| THE DATA |
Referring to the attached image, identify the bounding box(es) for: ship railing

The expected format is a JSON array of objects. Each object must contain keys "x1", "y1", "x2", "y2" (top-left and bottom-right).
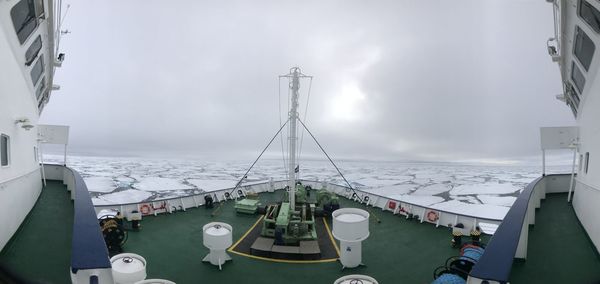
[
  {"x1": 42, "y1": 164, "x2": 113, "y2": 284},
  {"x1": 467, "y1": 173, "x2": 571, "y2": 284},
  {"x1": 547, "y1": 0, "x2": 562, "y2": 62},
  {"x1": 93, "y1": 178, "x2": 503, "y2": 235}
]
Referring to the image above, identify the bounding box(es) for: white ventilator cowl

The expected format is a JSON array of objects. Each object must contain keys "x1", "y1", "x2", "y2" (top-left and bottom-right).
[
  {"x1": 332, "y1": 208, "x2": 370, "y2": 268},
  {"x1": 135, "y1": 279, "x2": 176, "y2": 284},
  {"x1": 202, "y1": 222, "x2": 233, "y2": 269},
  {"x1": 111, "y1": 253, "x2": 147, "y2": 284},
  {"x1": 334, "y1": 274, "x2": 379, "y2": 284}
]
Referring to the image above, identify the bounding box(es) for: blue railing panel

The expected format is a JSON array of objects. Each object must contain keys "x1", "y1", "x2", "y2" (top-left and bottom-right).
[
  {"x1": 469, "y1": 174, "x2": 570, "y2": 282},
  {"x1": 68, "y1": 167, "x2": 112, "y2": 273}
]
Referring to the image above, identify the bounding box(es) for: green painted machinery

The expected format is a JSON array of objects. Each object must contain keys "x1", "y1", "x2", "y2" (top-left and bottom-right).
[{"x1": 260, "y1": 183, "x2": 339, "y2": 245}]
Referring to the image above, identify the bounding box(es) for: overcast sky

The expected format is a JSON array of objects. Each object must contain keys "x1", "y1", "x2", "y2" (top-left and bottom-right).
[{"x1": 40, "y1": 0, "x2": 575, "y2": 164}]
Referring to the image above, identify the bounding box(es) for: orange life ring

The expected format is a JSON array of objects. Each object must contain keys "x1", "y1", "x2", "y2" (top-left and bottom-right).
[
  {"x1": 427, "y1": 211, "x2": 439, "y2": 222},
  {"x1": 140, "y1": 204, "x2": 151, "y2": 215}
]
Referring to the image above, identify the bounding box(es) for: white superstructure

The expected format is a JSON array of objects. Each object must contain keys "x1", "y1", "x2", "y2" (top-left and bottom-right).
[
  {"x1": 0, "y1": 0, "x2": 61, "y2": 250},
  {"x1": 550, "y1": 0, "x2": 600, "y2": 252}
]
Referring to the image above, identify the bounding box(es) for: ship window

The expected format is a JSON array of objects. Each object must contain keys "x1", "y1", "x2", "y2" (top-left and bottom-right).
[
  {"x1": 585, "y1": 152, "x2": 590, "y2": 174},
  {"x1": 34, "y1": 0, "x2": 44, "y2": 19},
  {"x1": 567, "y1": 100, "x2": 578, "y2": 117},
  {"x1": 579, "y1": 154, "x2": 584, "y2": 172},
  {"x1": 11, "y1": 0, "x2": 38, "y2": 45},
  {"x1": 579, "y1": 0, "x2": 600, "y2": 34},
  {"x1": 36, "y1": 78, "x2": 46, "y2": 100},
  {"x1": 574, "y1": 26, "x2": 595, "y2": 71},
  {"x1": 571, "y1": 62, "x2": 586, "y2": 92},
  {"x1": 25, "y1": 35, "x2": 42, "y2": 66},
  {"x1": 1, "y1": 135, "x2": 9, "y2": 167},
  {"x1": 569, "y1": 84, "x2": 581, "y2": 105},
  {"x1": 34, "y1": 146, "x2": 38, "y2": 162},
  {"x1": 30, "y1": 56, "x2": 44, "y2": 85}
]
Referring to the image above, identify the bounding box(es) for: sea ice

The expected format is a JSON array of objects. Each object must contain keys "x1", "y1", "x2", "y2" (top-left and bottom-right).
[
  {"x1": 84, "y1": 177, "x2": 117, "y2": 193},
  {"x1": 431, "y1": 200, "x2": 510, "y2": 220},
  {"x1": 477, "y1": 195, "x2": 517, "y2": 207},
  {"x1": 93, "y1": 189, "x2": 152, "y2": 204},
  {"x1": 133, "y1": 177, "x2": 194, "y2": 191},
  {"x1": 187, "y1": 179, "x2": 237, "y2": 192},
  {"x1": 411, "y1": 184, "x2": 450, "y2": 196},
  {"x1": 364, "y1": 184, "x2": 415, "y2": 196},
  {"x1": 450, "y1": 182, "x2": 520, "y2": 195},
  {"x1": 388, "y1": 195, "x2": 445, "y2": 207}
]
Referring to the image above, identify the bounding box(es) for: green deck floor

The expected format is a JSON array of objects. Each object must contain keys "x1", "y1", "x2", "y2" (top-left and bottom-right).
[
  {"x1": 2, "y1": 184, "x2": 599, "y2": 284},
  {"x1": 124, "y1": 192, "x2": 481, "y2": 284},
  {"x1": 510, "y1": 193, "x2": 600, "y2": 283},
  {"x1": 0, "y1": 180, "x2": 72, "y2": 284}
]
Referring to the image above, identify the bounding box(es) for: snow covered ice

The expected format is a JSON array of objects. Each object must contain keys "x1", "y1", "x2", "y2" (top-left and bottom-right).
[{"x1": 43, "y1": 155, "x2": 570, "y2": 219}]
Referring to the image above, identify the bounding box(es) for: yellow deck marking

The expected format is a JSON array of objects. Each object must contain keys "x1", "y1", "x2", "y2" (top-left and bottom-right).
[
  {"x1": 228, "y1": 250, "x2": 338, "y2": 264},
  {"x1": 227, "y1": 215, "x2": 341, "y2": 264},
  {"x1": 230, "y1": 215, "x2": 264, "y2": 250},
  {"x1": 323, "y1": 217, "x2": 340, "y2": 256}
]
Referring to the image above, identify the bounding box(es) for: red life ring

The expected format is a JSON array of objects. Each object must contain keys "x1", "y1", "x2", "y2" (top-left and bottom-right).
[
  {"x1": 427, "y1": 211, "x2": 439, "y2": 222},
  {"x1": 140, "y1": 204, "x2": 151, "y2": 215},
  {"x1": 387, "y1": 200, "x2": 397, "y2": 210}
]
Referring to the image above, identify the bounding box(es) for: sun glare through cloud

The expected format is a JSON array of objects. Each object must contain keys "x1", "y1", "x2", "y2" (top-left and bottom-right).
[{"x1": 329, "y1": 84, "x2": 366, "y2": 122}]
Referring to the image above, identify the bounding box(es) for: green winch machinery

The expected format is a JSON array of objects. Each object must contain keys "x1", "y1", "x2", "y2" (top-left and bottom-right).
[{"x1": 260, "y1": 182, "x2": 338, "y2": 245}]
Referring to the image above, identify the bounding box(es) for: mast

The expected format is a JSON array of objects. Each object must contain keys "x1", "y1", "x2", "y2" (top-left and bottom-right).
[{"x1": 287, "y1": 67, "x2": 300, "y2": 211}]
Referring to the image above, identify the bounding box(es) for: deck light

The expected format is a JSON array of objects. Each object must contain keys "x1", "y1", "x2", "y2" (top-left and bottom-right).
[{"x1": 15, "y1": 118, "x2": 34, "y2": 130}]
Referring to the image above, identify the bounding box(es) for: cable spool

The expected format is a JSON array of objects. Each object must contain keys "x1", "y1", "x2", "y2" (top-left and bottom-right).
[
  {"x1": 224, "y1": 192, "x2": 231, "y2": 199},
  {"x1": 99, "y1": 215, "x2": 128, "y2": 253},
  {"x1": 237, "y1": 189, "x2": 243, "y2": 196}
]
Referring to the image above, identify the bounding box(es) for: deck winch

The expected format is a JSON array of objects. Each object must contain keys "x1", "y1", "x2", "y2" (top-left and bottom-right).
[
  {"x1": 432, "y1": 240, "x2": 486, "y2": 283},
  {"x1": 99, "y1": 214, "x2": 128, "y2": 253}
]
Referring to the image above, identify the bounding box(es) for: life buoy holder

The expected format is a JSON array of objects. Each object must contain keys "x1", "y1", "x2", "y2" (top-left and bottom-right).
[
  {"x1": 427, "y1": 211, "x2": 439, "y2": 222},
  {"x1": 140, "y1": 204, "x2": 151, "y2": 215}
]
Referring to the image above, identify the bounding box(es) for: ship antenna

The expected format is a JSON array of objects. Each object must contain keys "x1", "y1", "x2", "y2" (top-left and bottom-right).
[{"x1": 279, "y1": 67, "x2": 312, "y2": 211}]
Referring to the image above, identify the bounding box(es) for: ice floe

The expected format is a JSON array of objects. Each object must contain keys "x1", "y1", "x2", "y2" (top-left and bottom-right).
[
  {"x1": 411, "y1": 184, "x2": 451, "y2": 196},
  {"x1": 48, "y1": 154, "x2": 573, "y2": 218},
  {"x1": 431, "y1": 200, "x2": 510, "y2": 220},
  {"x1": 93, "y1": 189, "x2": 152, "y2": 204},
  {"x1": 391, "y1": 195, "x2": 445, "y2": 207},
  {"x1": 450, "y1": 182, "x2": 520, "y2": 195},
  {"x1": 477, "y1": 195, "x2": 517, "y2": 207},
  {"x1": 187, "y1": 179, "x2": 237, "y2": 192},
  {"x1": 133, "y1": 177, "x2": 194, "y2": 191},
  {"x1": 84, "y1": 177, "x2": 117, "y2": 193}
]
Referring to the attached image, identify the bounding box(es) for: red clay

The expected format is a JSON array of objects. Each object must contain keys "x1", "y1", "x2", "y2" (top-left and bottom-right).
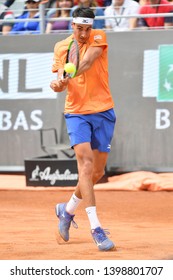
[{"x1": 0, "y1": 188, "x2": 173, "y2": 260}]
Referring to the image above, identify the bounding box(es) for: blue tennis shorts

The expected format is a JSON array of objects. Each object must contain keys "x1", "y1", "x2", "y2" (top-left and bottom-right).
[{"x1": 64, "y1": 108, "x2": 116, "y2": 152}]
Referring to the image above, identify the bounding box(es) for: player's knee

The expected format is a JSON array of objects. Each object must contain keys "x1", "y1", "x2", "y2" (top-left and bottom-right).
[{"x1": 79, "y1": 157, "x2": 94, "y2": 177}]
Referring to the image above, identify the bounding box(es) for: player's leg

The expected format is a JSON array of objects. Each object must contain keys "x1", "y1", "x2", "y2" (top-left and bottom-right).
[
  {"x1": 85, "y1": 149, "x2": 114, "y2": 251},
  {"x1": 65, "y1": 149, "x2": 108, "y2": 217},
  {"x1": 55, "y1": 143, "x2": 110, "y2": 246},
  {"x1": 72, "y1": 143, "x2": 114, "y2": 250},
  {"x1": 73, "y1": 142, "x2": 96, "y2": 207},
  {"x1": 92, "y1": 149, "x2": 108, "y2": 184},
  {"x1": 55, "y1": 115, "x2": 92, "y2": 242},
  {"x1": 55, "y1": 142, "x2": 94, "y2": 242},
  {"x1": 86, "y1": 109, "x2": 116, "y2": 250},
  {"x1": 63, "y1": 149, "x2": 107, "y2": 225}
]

==

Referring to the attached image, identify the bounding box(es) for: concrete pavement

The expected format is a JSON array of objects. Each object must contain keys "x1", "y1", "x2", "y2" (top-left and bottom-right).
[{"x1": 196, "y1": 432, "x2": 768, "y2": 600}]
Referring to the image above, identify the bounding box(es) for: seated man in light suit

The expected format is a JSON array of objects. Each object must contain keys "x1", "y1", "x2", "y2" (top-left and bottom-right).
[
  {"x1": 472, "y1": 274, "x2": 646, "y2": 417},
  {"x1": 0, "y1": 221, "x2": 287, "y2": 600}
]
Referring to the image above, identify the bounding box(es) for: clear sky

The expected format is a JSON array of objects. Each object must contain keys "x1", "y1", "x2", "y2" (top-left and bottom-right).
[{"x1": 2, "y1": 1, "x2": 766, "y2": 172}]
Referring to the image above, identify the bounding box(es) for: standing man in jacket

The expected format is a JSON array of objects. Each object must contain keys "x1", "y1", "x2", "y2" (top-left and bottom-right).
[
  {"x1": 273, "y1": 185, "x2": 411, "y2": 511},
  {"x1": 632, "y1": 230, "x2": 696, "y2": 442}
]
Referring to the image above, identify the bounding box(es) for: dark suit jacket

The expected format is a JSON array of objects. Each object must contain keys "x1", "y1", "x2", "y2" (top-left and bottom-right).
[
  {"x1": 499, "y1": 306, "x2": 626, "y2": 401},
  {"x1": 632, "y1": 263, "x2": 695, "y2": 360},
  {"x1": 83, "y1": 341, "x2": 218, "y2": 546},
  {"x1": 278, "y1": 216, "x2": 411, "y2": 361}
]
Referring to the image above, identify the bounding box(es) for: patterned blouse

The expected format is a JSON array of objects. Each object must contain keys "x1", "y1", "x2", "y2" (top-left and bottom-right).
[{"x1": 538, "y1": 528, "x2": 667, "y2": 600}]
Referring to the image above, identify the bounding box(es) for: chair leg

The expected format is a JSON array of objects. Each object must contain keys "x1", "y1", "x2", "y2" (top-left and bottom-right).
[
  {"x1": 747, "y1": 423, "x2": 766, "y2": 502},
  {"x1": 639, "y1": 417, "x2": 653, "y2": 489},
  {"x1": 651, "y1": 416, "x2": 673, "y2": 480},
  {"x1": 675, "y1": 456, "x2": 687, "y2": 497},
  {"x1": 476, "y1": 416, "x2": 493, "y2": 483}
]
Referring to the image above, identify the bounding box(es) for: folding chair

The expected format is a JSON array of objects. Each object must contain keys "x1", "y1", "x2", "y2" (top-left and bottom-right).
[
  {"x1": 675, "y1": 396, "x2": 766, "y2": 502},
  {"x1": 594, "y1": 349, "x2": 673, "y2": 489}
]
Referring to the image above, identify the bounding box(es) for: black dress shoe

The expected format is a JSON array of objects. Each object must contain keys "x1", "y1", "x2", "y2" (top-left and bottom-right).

| TASK DETAILS |
The response must give every line from the material above that holds the string "player".

| THE ANSWER |
Referring to the image above, identify the bounding box(es) for: player's knee
Referring to the image above, identify the bounding box(es) for: player's leg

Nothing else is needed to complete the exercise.